Source extract:
A Bit of History
The current Gandi network has grown organically over the course of the past ten years, with everything starting from a relatively simple "flat" design. Over time, as more and more services and features were added to the Gandi product lineup, the network has had to be extended to keep up with the product innovations. Most notable in this gradual expansion has been the extension of the network across multiple datacenters, and the desire to maintain resilience across multiple sites.
Because of the relatively "flat" nature of the original network, and the desire for layer-2 adjacency across multiple datacenters, one of the simplest ways to provide this cross-site adjacency was to simply "span" or "trunk" the relevant LAN segments cross the different sites. While this is relatively efficient for a small network, with only a couple of sites to worry about, it becomes rapidly less and less efficient and drastically more cumbersome to continue this approach for very long. This is perhaps where we went astray several years ago.
In 2008 we realised that although the various pieces of routing and switching equipment in the network had "names" as if they were part of a structured hierarchical network model, this in fact turned out not to be the case because we found ourselves with a network infrastructure with six core switch/routers and numerous distribution aggregation routers, across four different sites -- all with the same network segments spanned/trunked through the core to all layers of the network. The result of this is a nightmare to manage and diagnose troubles related to spanning tree and odd routing behaviour.
The Origins of Operation Dragonfly
In addition to simply the network architecture itself, much of the equipment was starting to show signs of age and was not capable of features that were now required in order to further expand and improve Gandi's services. Therefore, starting in 2009, we set out to modernise and restructure the network to meet not only the current needs of the Gandi services, but also our future needs for the next three to five years, both here and France and internationally.

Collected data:
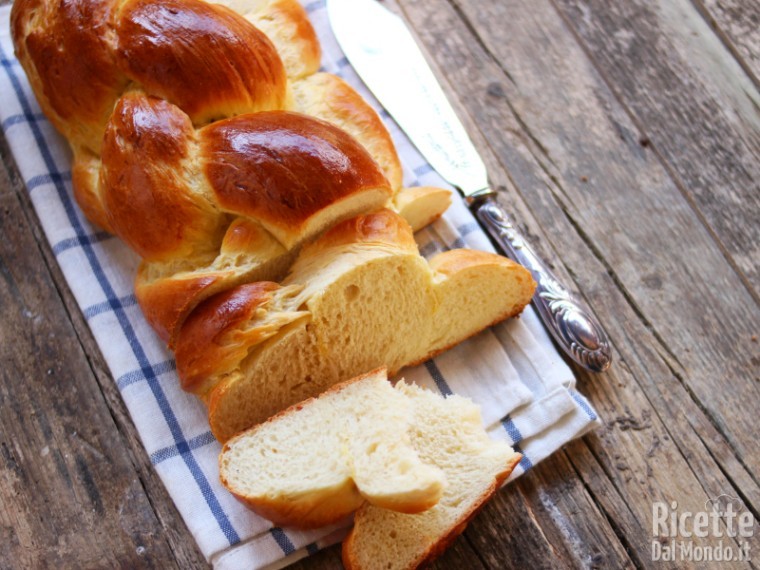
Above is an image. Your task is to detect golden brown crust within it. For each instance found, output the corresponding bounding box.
[341,453,522,570]
[200,111,391,244]
[71,149,114,233]
[252,0,322,79]
[175,281,280,392]
[430,249,531,276]
[135,264,229,347]
[117,0,287,124]
[293,73,403,191]
[12,0,127,152]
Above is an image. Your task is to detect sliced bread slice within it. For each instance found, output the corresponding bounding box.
[219,369,445,528]
[176,210,535,442]
[343,383,521,570]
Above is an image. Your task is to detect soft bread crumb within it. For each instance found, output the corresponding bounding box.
[343,383,520,570]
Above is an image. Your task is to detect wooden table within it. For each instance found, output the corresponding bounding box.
[0,0,760,569]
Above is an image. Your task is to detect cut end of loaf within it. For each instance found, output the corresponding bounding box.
[219,370,445,528]
[343,385,521,570]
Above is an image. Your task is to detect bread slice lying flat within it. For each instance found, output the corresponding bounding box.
[219,369,445,528]
[175,210,535,442]
[343,383,521,570]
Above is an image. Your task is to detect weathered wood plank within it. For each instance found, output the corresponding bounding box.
[555,0,760,292]
[692,0,760,86]
[403,2,760,566]
[0,141,190,568]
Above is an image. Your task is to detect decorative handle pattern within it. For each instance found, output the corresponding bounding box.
[472,194,612,372]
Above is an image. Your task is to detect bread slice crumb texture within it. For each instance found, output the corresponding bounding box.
[343,384,520,570]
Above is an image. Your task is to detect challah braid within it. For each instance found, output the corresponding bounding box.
[12,0,449,345]
[12,0,535,440]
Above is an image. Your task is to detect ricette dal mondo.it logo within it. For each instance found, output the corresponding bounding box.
[652,494,755,562]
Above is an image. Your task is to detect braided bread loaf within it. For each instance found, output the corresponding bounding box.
[12,0,450,345]
[176,210,535,441]
[11,0,534,440]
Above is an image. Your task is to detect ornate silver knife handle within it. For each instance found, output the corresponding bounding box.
[471,194,612,372]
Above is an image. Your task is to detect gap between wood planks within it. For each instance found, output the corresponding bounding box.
[394,1,756,564]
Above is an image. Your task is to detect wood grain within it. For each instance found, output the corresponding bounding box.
[554,0,760,292]
[394,2,760,566]
[0,0,760,570]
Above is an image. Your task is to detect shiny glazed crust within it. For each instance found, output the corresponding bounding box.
[11,0,452,346]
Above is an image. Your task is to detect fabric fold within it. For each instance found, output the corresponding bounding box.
[0,1,598,570]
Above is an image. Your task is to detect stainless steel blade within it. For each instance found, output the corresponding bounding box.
[327,0,488,196]
[327,0,611,371]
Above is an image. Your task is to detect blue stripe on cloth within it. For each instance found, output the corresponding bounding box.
[0,113,47,131]
[512,444,533,471]
[0,45,240,545]
[425,360,454,396]
[116,359,177,391]
[269,527,296,554]
[150,431,216,465]
[26,170,71,192]
[53,232,114,255]
[82,295,137,319]
[570,390,598,422]
[501,414,522,445]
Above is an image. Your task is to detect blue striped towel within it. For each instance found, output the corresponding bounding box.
[0,1,598,570]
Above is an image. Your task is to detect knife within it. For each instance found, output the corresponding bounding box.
[327,0,612,372]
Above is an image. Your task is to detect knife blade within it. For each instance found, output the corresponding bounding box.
[327,0,611,372]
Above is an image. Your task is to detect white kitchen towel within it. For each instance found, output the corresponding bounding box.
[0,1,598,570]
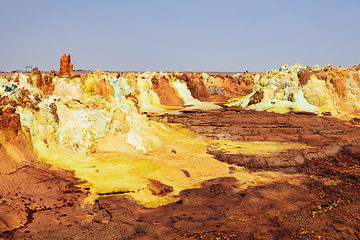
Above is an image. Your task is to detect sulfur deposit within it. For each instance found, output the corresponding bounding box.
[0,60,360,239]
[230,64,360,119]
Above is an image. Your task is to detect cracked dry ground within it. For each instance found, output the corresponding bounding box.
[3,107,360,239]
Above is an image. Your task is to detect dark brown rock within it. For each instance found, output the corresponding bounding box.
[60,54,73,76]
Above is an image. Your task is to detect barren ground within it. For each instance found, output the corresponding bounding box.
[2,107,360,239]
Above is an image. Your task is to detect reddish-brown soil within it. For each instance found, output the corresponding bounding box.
[2,107,360,239]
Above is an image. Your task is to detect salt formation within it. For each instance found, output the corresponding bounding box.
[0,55,360,210]
[231,64,360,117]
[0,62,262,206]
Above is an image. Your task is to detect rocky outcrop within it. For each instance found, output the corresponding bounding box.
[60,54,73,76]
[151,76,184,106]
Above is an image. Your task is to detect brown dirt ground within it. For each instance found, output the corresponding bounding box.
[2,107,360,239]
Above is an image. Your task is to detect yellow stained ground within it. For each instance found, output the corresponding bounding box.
[34,122,306,207]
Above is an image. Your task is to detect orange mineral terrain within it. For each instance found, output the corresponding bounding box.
[0,57,360,239]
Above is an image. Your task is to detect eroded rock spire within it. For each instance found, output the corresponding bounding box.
[60,53,73,76]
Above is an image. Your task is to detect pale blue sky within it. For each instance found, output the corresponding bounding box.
[0,0,360,72]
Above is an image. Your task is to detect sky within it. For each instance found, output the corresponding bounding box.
[0,0,360,72]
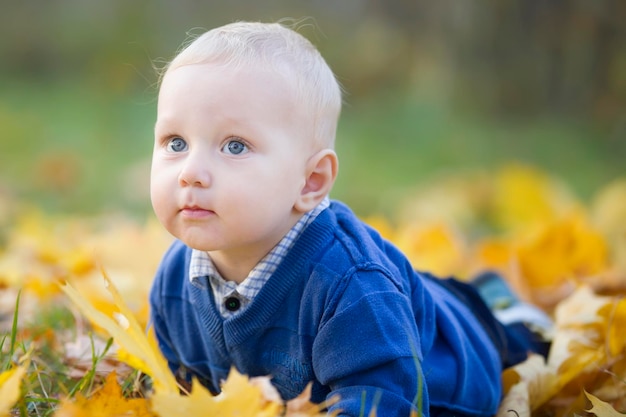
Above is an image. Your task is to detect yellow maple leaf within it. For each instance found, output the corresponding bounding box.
[151,369,283,417]
[500,286,624,415]
[491,164,577,231]
[394,222,466,277]
[0,365,26,417]
[61,270,178,393]
[517,213,608,292]
[54,371,154,417]
[585,391,626,417]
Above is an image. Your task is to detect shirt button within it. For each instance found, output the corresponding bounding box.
[224,297,241,311]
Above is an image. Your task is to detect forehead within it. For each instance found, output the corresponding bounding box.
[157,63,313,136]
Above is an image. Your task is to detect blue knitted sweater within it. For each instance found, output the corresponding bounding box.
[150,201,501,417]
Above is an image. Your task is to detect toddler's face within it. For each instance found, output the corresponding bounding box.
[151,64,314,259]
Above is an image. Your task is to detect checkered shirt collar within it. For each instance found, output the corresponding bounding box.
[189,198,330,318]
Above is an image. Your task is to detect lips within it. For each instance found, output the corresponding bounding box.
[180,206,215,219]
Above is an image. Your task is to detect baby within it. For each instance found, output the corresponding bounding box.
[150,22,544,417]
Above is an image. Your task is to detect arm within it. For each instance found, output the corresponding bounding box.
[313,269,428,417]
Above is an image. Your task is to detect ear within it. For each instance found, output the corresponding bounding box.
[294,149,339,213]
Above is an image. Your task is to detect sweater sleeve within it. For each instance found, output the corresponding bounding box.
[150,239,180,374]
[313,268,428,417]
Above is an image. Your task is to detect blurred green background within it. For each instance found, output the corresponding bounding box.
[0,0,626,216]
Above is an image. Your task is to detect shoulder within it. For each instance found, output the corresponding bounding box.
[310,201,414,284]
[153,240,191,289]
[295,201,416,302]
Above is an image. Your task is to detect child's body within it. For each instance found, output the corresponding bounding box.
[151,23,544,417]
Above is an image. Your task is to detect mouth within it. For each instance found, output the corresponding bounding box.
[180,206,215,219]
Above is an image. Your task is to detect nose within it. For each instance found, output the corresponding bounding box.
[178,152,211,187]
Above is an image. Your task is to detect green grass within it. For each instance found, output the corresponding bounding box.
[0,81,626,219]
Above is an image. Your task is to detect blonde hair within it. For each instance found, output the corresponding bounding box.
[161,22,341,148]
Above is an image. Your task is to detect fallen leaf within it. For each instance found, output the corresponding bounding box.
[585,391,626,417]
[151,369,283,417]
[54,371,154,417]
[61,270,178,393]
[0,365,26,417]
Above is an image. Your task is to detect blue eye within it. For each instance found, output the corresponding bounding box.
[167,138,187,152]
[222,140,248,155]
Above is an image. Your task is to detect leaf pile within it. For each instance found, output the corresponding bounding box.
[0,164,626,417]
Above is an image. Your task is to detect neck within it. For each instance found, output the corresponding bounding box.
[208,211,302,284]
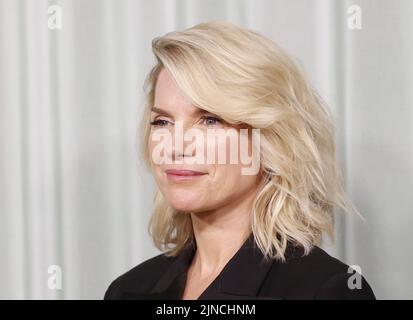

Required actions:
1 – Transcribe the Gandi network history between "The Origins of" and "France and internationally.", inclusive.
2 – According to the Gandi network history, how many core switch/routers did the network have in 2008?
3 – Take the Gandi network history further, picking up after its last sentence.
These records come from a separate source.

Solved tasks:
1 –
The Origins of Operation Dragonfly
In addition to simply the network architecture itself, much of the equipment was starting to show signs of age and was not capable of features that were now required in order to further expand and improve Gandi's services. Therefore, starting in 2009, we set out to modernise and restructure the network to meet not only the current needs of the Gandi services, but also our future needs for the next three to five years, both here and France and internationally.

2 – Six

3 –
The first step was to consolidate inter-site connectivity, which until that point was using multiple trunked VLANs across dark-fibre connections. We retained the dark fibre, of course, but migrated to wavelength multiplexing to provide different point to point connectivity between equipment across the dark fibre links.
The challenge that we have with any major network restructuring activities is making the changes without drastically impacting the Gandi services at the same time. Certain services require a near 100% uptime to ensure correct operations and synchronisation and simply going around ripping out cables en-masse and reinstalling new equipment is not really feasible in an environment where high-availablity is required. This is why this work has been taking so long to accomplish, and we have been doing it piece by piece over the course of nearly two years.
Nevertheless, we must continue to salvage and maintain the services, whilst we move forward at full speed towards the exciting new features that will be implemented over the course of the next year. For the sailors among you, we just had to overhaul the outboards !
In September 2009, we upgraded the core switch processors from the Cisco Sup32 platform to the Sup720 3BXL platform.
The next step in November 2009 was the rejuvenation of the old Cisco 6500 platforms we had in the distribution layers of the network at our datacenters in St. Denis, migrating these from the old Supervisor-2A platforms to the Cisco Virtual Switching System 1440 (VSS). We also began deploying MultiProtocol Label Switching (MPLS) technology across the core of our network in order to ultimately provide traffic engineering and eventually innovative ways of interconnecting remote network segments together across our network core.
With the expansion of Gandi's network, not only here in France, but also internationally, we had to overcome a challenge of how to adapt the legacy network infrastructure to something scalable and capable of handling our international requirements both in terms of internet connectivity and for eventually datacenters on the other side of the Atlantic.
Any network architect will tell you that a scalable network is modular and hierarchical. This has been one of the guiding principles of network infrastructure design for many years, and still holds true today. Cisco calls this the "three-layer network model". Over the past few years, however, this has become a little more complex with virtualisation and service-oriented architectures where the service becomes part of the network itself. Nevertheless, practically all large scale network infrastructures in operation today follow a hierarchical and modular architecture model.
With the expansion of Gandi to the north-american continent, we needed to ensure resilient connectivity between the datacenters. A simple rule of thumb applies here -- each datacenter is connected to at least two other datacenters via diverse connectivity paths.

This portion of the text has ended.